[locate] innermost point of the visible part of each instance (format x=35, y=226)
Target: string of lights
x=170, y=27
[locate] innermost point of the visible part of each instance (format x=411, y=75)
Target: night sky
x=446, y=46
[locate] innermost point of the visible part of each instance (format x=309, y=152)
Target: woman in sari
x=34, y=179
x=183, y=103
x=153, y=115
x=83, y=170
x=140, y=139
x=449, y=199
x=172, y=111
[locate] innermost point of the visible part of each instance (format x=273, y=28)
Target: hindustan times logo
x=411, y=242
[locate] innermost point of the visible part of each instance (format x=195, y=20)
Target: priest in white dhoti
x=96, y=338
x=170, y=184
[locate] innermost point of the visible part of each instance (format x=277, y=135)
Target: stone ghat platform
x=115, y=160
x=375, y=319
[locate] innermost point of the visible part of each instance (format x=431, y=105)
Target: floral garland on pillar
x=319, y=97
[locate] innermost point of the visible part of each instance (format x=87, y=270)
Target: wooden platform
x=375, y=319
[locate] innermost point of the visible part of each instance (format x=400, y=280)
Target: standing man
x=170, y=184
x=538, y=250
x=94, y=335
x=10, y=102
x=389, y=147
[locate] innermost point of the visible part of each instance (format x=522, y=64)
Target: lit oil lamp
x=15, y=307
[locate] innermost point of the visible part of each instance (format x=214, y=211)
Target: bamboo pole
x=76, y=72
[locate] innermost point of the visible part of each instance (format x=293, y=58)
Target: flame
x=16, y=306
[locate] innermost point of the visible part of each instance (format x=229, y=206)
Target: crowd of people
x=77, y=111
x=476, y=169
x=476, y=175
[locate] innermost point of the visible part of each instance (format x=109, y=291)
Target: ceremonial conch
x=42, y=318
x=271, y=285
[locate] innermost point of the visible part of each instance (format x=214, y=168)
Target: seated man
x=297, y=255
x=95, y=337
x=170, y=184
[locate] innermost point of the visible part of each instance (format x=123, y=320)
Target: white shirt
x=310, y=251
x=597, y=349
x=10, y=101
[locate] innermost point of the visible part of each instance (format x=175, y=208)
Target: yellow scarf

◆ ABOUT THIS TASK ◆
A complete, exact copy of the entries is required.

◆ TASK SOLUTION ◆
[locate] innermost point of the visible part of each instance (format x=35, y=226)
Target: string of lights
x=170, y=27
[locate] innermost point of the visible part of each instance (format x=411, y=75)
Target: night sky
x=446, y=46
[locate] innermost point of the visible part of each instance (format x=309, y=152)
Target: woman in sari
x=34, y=179
x=183, y=103
x=153, y=115
x=83, y=170
x=140, y=139
x=449, y=199
x=172, y=111
[locate] innermost point of the visible part of each instance (format x=273, y=28)
Target: hindustan times logo
x=411, y=242
[locate] innermost point of the visible part of each instance (format x=195, y=20)
Target: priest in white dhoti
x=96, y=338
x=170, y=184
[locate] innermost point of the visible part of each instance (format x=277, y=135)
Target: stone ghat platform
x=115, y=160
x=375, y=319
[locate] innermost point of the visible part of each instance (format x=431, y=105)
Target: floral garland on pillar
x=319, y=97
[locate] innermost point of the visible part of each instance (format x=87, y=270)
Target: wooden platform
x=375, y=319
[locate] innermost point of the visible part of each instance (format x=400, y=280)
Target: standing man
x=170, y=184
x=538, y=250
x=94, y=335
x=10, y=102
x=389, y=147
[locate] innermost point of the visible part of each instance (format x=522, y=64)
Target: lit oil lamp
x=15, y=307
[locate] innermost point of the visible part of each instance (format x=214, y=211)
Target: bamboo pole
x=76, y=72
[locate] innermost point of the visible part of each instance (format x=293, y=58)
Target: flame
x=16, y=306
[locate] innermost point of the visible part of each instance (format x=229, y=206)
Target: crowd of people
x=77, y=111
x=476, y=169
x=476, y=175
[locate] innermost point of the visible part of each instance (format x=109, y=291)
Target: ceremonial conch
x=42, y=318
x=271, y=285
[locate] innermost point of the visible part of each instance (format x=214, y=168)
Target: seated man
x=297, y=255
x=95, y=337
x=170, y=184
[locate] innermost point of the visible part of each instance (format x=123, y=320)
Target: white shirt
x=310, y=251
x=597, y=349
x=10, y=101
[locate] innermost point of the visible part of each instance (format x=175, y=208)
Target: yellow scarf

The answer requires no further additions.